⟨
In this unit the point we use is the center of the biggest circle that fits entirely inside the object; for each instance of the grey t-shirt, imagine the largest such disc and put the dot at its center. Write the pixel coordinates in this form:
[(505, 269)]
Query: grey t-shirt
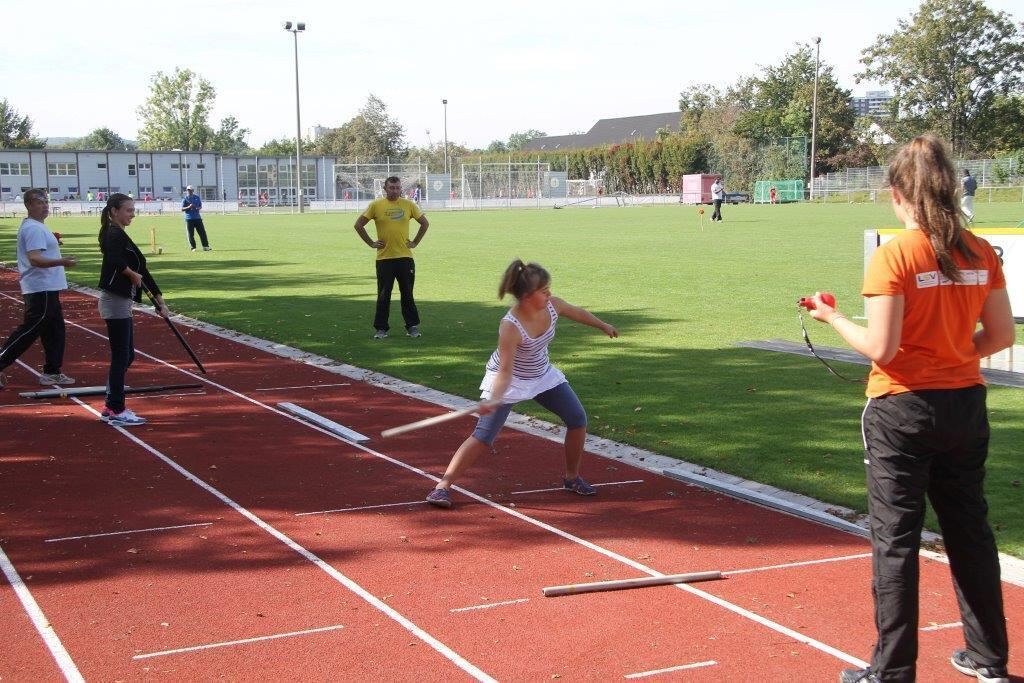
[(33, 236)]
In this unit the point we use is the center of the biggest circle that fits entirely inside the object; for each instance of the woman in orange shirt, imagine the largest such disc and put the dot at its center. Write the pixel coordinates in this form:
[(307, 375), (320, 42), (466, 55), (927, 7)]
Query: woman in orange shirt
[(926, 426)]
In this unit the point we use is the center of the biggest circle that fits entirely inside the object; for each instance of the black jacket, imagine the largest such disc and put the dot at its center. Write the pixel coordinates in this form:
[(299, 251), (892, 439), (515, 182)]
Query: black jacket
[(120, 253)]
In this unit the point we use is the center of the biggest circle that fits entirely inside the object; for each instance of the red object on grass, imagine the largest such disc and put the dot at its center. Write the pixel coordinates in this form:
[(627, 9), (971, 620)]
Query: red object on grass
⟩
EXERCISE DESCRIPTION: Show every line in the listing above that carries the word "instance".

RESULT OF THIS TASK:
In this unit the point we use is the center of the biggest circle that fits entirely inside the object; for each instance of the grey t-shirt, imagine the largest such disc and put the dot at its center. Write the pixel coordinates in this form:
In this unit the point we use is the center of the biggest circle that fits entirely inside the object; for each instance of the woman in orange shirt, imagine the largest such disc and put the dot at its center. Write the pixel coordinates in this form:
In this unit the point we use is the center of the biggest circle that fits entirely inside the object; for each instance of the black jacket, imagine the largest such disc and put the dot at its center. Write the pixel coordinates in this form:
In this unit the point we use is the center of the biggest circle that fits entirely inside the object; for each instance of the red object on grass, imagine the largest such disc and put the dot at its center. Write the pixel coordinates in this form:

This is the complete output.